### Exercise
Rewrite the stretch of the records from the start through the line containing "130 106 L 202", replacing "pixels" with "normalized" and leaving everything else unchanged. Give only those lines.

### Extracted records
## begin

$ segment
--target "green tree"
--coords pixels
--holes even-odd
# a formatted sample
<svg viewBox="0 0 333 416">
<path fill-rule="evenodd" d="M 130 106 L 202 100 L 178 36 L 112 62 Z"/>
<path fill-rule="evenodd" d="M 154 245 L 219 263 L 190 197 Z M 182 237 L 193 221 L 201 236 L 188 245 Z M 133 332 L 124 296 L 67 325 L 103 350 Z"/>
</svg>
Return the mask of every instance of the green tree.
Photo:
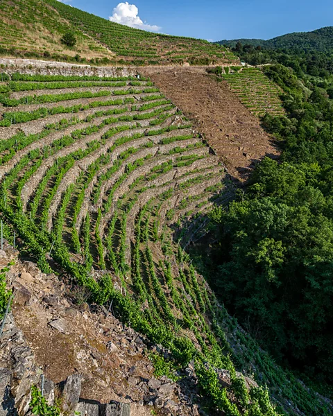
<svg viewBox="0 0 333 416">
<path fill-rule="evenodd" d="M 67 32 L 61 38 L 61 42 L 71 47 L 76 44 L 76 38 L 72 32 Z"/>
</svg>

## end

### Exercise response
$ segment
--target "green tree"
--coords normalized
--holes even-odd
# a formatted sample
<svg viewBox="0 0 333 416">
<path fill-rule="evenodd" d="M 130 106 L 202 100 L 178 36 L 112 62 Z"/>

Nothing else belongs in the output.